(Dataset records about object locations)
^^^^^^^^

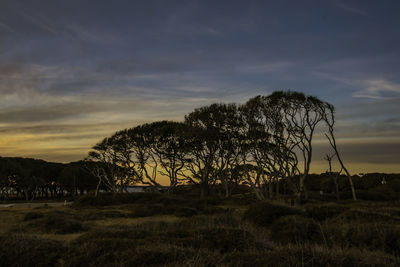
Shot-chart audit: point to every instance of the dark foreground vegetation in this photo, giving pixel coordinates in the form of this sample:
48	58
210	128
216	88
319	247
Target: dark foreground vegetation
240	194
153	229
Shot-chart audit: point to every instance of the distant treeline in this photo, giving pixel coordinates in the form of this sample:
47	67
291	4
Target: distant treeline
25	178
265	145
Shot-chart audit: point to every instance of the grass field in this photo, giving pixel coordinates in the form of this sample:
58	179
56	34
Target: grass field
161	230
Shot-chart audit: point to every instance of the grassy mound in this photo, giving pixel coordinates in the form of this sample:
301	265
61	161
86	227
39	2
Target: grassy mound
265	213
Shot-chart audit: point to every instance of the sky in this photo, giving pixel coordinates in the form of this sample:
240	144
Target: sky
75	71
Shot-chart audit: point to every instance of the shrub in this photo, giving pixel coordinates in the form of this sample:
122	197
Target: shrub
358	215
265	213
23	250
32	216
225	239
295	229
57	223
185	212
146	210
364	235
322	213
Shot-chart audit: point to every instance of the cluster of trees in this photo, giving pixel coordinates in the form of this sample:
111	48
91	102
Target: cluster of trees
31	178
264	143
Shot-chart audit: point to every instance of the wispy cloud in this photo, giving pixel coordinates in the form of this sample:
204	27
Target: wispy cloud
378	89
6	27
351	9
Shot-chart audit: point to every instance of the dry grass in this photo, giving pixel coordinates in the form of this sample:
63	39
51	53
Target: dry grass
114	236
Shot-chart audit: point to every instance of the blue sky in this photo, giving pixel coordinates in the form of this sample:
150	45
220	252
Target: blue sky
73	72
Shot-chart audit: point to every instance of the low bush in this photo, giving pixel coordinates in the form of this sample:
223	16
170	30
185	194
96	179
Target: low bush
359	215
321	213
57	223
185	212
374	236
23	250
225	239
291	255
32	216
265	213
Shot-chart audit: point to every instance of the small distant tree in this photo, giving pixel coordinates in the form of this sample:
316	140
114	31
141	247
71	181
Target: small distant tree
329	118
333	175
169	148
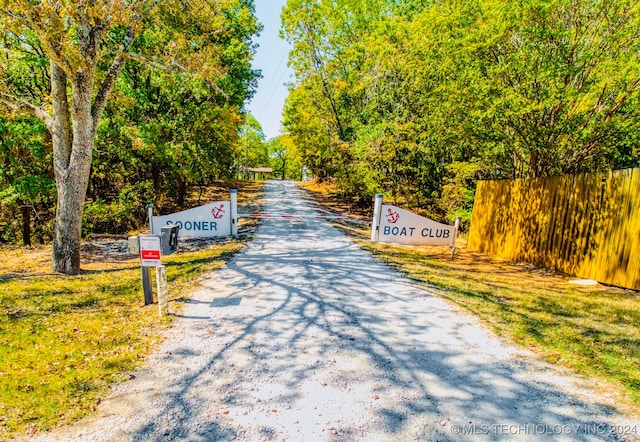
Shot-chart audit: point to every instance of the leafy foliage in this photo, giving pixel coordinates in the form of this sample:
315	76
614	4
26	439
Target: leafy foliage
419	99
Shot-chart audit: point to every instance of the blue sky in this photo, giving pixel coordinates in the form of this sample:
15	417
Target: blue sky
271	58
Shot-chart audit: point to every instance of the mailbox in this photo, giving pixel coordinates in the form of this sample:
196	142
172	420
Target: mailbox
169	239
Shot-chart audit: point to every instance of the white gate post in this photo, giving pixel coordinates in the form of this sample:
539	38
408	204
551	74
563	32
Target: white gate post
234	212
377	211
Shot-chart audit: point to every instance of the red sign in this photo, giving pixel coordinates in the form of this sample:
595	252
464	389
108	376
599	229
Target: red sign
150	250
150	254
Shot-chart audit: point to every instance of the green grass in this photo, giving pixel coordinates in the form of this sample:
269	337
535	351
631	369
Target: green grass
593	330
65	339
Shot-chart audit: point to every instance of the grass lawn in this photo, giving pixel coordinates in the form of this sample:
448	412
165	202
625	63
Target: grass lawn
65	339
592	330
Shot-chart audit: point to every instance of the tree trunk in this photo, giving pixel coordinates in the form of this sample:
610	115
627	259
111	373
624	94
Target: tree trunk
72	150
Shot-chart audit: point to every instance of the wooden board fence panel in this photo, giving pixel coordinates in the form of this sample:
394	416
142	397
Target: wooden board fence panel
585	225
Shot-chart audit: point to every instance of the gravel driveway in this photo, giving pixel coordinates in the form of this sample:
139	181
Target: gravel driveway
303	336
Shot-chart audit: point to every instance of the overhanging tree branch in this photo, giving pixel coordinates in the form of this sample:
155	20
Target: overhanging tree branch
16	104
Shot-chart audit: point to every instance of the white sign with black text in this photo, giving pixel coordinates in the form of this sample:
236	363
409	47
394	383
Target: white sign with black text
213	219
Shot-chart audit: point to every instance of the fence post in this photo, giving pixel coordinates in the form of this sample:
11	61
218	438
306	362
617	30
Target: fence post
377	211
234	212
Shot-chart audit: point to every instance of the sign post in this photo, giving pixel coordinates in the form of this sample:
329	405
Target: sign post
377	210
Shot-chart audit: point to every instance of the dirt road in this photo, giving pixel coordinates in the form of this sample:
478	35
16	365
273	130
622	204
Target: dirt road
305	337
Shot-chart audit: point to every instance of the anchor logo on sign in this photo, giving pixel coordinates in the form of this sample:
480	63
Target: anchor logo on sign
218	212
392	217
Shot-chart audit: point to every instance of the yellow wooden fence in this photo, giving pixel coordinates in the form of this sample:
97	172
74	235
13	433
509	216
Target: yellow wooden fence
585	225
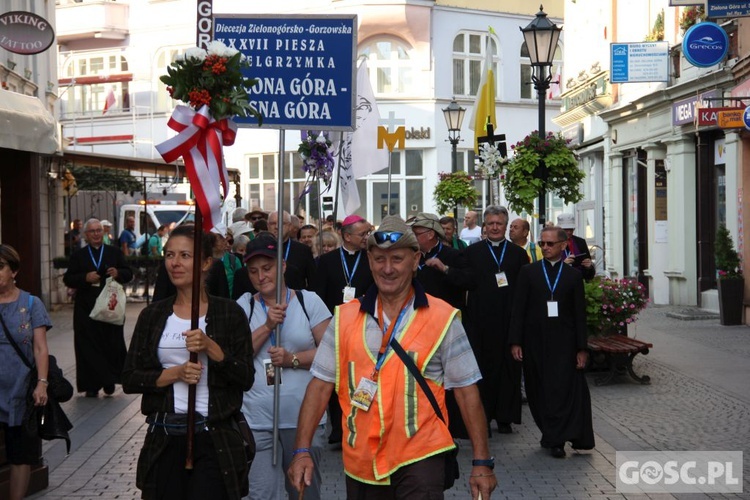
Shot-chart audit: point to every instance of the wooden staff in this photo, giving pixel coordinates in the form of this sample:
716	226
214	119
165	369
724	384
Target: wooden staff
195	304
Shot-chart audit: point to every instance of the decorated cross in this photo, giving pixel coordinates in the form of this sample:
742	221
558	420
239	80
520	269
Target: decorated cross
491	138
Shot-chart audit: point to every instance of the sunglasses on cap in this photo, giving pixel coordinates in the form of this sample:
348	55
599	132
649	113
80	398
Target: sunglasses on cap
383	236
543	244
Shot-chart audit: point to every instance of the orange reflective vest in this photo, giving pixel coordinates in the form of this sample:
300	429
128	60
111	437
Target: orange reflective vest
401	426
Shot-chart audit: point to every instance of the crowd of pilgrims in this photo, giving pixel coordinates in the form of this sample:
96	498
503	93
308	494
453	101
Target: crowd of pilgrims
326	266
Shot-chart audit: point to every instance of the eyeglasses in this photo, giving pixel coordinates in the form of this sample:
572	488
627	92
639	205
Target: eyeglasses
383	236
548	243
363	234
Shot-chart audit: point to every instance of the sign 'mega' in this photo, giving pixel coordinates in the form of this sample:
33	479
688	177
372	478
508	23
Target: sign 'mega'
305	68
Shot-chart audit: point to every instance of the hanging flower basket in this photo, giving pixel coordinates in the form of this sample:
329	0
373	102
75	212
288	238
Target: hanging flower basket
522	181
454	189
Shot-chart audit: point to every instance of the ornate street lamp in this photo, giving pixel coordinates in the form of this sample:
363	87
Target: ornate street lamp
541	36
454	117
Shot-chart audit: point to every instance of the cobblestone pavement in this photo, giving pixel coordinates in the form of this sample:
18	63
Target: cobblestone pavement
699	399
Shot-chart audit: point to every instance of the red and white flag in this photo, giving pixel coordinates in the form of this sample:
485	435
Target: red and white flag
110	101
555	86
199	142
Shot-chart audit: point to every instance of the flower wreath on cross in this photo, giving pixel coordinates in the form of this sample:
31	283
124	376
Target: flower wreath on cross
211	82
490	162
317	153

^^^^^^^^

[Written exercise]: Write out the material above again, word for word, minus its pictures.

[Response for this exercise]:
Shot-chart audit: point to every instance of the dark foreground vegetation in this photo, giving pixel coordinates in the form of this sample:
48	58
210	128
216	88
319	247
Target: dark foreground vegetation
240	194
153	229
Shot-chart audit: point to every instance of the distant treeline in this photo, giving pixel coordinates in the form of this sample:
47	67
291	4
Target: distant treeline
25	178
265	145
Shot-chart audit: point to every instance of the grass field in this photo, giving pixel coordinates in the form of this sample:
58	179
56	34
Target: grass field
161	230
Shot-chart audit: point to every instance of the grassy mound in this photo, giving pixel coordinates in the form of this sample:
301	265
61	161
86	227
39	2
Target: grassy mound
265	213
Shot-chart audit: point to every instance of the sky in this photo, giving pixel coordinates in the form of this sample:
240	144
Target: sky
75	71
Shot-chart audit: point to every instance of the shrub in this photo, giving pixel coordinates in the form of this sample:
122	197
Target: shrub
358	215
265	213
23	250
32	216
225	239
295	229
57	223
185	212
146	210
364	235
322	213
Shot-chart audit: point to every instance of the cluster of trees in this photo, giving pixel coordinates in the form of this sample:
111	48
91	102
Target: cluster of trees
31	178
264	143
Shot-chart audit: point to every instance of the wispy cloud in this photo, giving pixel coordinates in the form of this sample:
204	27
Target: wispy cloud
378	89
6	27
351	9
Shot-chart audit: point to every instance of the dry grass in this photo, giving pixel coordinates in the form of this sample:
63	39
51	53
Target: dry grass
114	236
Shot-chart audit: point to every instance of the blue sky in this photo, giving pixel coordinates in the form of this sample:
150	45
220	252
Target: blue sky
73	72
Shot-chart audit: point to every instance of the low bush in this photo, giving pixel coordinates in the form of this sample:
223	16
170	30
185	194
96	179
Target: low bush
359	215
321	213
57	223
185	212
374	236
23	250
225	239
291	255
32	216
265	213
Shot-chart audit: point to every instance of the small distant tree in this photo, giving pixel coordinates in the form of this sample:
316	140
114	31
141	247
71	181
Target: small distant tree
329	118
333	175
169	148
Shot-chart audit: point to every instance of the leafy foliage in this photo, giving pixel coordinates in the form of this sample:
315	76
614	4
26	439
Target: leafy foliage
419	99
Shot-chart audit: point to every instance of the blue sky in this photo, giving pixel coordinates in the form of this sample:
15	417
Target: blue sky
271	58
Shot-chart audit: point to every instance of the mailbox in this photo, giving pixel coordinates in the form of this sample:
196	142
172	420
Target: mailbox
169	239
Shot-chart audit: point to every instance of the white gate post in this photo, giving pixel coordinates in the form of this sample:
539	38
408	204
551	74
563	32
Target: white gate post
234	212
377	211
Shot-chart audit: point to every instance of the red sign in this photo, giving pixel coordinates in the form of this sample:
595	252
464	389
108	376
599	229
Target: red sign
150	250
150	254
Shot-chart audit: point to every instance of the green grass in this photo, giving pixel coordinates in the form of this sample:
269	337
535	351
631	369
Target: green grass
593	330
65	339
Shot-chart audit: point to every instance of the grass lawn in this photo, giving pixel coordinates in the form of this sample:
448	412
165	202
625	63
Target: grass lawn
65	339
592	330
Shot-chart audit: point to every instance of the tree trunk in this photo, giving pixel coordinates in the form of this sample:
610	115
627	259
111	373
624	94
Target: tree trunk
72	150
Shot-chart audit: point to every instance of the wooden board fence panel in this photo, giving pixel coordinates in the form of this sample:
394	416
142	397
Target: wooden board fence panel
585	225
Shot-chart audit: point to every instance of the gravel driveway in this photo, giving pixel coordinates in the form of this sample:
139	181
Target: gravel driveway
303	336
Shot-chart audit: point to every instance of the overhanging tree branch in this photo, giving pixel coordinates in the form of this sample:
155	20
Target: overhanging tree branch
16	104
Shot-chart audit: point to every instance of the white sign with black text in this photo, giving pixel coordinates in the form of this sample:
236	363
409	47
394	383
Target: white sign with black text
213	219
Shot-chart audit: point to every instance of the fence post in this photo, giving pixel coordinates in the form of this sample:
11	61
218	438
306	362
617	30
Target: fence post
377	211
234	212
Shot-chart audit: point to every instance of the sign post in this photo, giving pixel coordinates in the form of this sample:
329	405
Target: sign post
377	210
Shot-chart audit: point to every instance of the dirt road in this photo, giving pixel coordinates in the form of this sample:
478	35
16	365
273	130
622	204
Target: dirt road
305	337
Shot-chart audit: point to every instance of the anchor logo on sign in this photo, giving pixel coordinates in the form of this sample:
480	63
Target: anchor logo on sign
218	212
392	217
Shot-chart audit: point to every instance of the yellow wooden fence in this photo, giving pixel coordinates in the form of this sample:
97	172
74	235
13	433
509	216
Target: yellow wooden fence
585	225
Shot-chart audit: point to every instance of the wooden staff in this photo, giving pixel coordinates in the form of this sample:
716	226
214	119
165	369
724	384
Target: wooden staff
195	304
Shot-chart audit: point to every instance of the decorated cross in this photo, giving pixel coordinates in the form of this sample:
742	221
558	420
239	80
520	269
Target: decorated cross
491	138
Shot-chart audit: point to every instance of the sunglasses on cap in this photo, giving pixel coordinates in the form of this sample:
348	55
599	132
649	113
80	398
Target: sunglasses on cap
383	236
543	244
Shot-chart audit: point to every instance of the orange reflective vest in this photo, giving pixel coordinates in the form of this sample:
300	429
128	60
111	437
Target: orange reflective vest
401	426
Shot-chart audit: point to every instance of the crowd of pilgrims in this photo, giving pixel coordinates in the form of this sample:
96	498
503	93
308	494
453	101
Target: crowd of pilgrims
326	266
Shot-chart audit: point to every instance of the eyeglasses in this photo, giving pixel coordinates in the form of this sample:
572	488
627	92
639	205
Target: eyeglasses
383	236
548	243
363	234
Shot-chart audit: point to every instance of the sign 'mega' in this photo, giving pixel coordinates in the form of this sample:
33	479
688	177
372	478
508	23
Target: sign 'mega'
305	68
Shot-chart audit: point to every instance of the hanging flower basket in this photo, giving pixel coordinates in the form of this sample:
329	0
373	102
75	212
288	238
Target: hanging flower basket
522	181
454	189
Shot-chart audit: point to every instance of the ornate street lamp in this photo, giving pixel coordinates in the form of this sample:
363	87
Target: ornate street lamp
541	36
454	117
Shot-chart audit: point to every instance of the cobblestone pavement in this photo, giving pixel coordinates in the form of this sample:
18	63
Target: cobblestone pavement
699	399
Shot-chart audit: point to every instance of the red and white flag in this photo, giving pixel coordinates in the form of this sample:
485	435
Target: red and white flag
110	101
555	86
199	142
Shot-chart audit: point to every instance of the flower wreath on cross in this photo, giving pixel coordinates in the form of this sample:
31	283
124	376
Target: flower wreath on cross
211	82
490	162
317	153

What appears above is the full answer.